ENUNCIADO 1: No discurso sobre habitação, qual quantidade de unidades habitacionais o Projeto de Lei do Orçamento para 2001 passou a prever?
ENUNCIADO 2: Redija a continuação do discurso sobre habitação, começando logo após a última frase apresentada.

PÁGINA:

%%

Desse modo, igualmente como ocorreu quando da apreciação do Projeto de Lei de Diretrizes Orçamentárias (PLDO) para 2001, para minha surpresa, e mais, para minha decepção, Srªs e Srs. Senadores, vejo se repetir, no exame do PLDO para 2002, o descaso com que é tratado o atendimento do direito à moradia e ao que foi determinado na Constituição.

Naquela oportunidade, diante de toda aquela carência, o Projeto de LDO para 2001 mandado pelo Governo previa apenas a construção de apenas doze mil e setecentas e oito unidades habitacionais. Apenas para se ter uma idéia, alertei que, nesse ritmo, considerando que 94% da demanda por residências ocorrem nas classes sociais mais baixas, não atendidas, historicamente, pelo SFH, seriam necessários não apenas onze anos, mas quatrocentos anos para a erradicação do déficit habitacional brasileiro, isso sem se levar em conta o aumento populacional. Mas o pior estava por vir.

Na elaboração do Projeto de Lei do Orçamento para 2001, entretanto, o Governo reduziu aquela previsão da PLDO/2001 para irrisórias mil e cento e cinqüenta e quatro unidades habitacionais! Isso mesmo! Reduziu de doze mil e setecentas e oito para mil e cento e cinqüenta e quatro unidades!

Mas o quadro de deterioração não ficou nisso! Na PLDO para 2002 não está prevista a construção de nenhuma unidade habitacional para as famílias carentes!

Em que pese o fato de o Governo estar prevendo, dentro do Programa Morar Melhor, voltado para pequenos Municípios, implantar saneamento básico, melhorar as condições de habitabilidade e outras ações, o número de famílias a serem beneficiadas foi pouco superior a cento e dez mil, no caso de saneamento, e de apenas dezesseis mil e quatrocentos e cinco, no caso de melhoria das condições de habitabilidade. O Senador Saturnino conhece a realidade das favelas do Rio de Janeiro. O substitutivo da Relatora, atendendo parcialmente às nossas emendas, está elevando esses números para duzentas mil e trinta mil famílias, respectivamente. Esses números, se não são os ideais, pelo menos melhoram substancialmente o alcance da PLDO.

%%

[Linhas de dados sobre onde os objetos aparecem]
%%

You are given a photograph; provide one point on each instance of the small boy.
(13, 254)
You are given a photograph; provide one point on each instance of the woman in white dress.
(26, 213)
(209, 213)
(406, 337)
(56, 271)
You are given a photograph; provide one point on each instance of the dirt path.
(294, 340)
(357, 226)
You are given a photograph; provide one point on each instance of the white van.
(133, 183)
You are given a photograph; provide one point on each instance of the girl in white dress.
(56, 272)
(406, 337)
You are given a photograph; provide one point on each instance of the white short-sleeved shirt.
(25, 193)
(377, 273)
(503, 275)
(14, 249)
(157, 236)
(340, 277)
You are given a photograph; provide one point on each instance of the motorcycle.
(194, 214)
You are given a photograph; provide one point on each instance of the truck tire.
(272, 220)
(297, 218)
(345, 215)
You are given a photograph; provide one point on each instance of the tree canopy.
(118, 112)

%%

RESPOSTA 1: Mil e cento e cinqüenta e quatro unidades habitacionais.

RESPOSTA 2:
De qualquer modo, além da insuficiência desses recursos, o substitutivo continua não destinando um só tostão para a construção de moradias populares!

Relatórios de execução dos orçamentos anuais dão a falsa impressão de que há uma abundância de recursos para habitação de baixa renda. Tais relatórios indicam que, na média dos últimos seis anos, até 1999, R$1.603 milhões são destinados, anualmente, à habitação, correspondendo apenas 0,4% dos recursos orçamentários.

Contudo, devemos ter cautela na análise desses dados, para evitarmos conclusões errôneas acerca do volume de recursos efetivamente gastos para a oferta de residências à população carente.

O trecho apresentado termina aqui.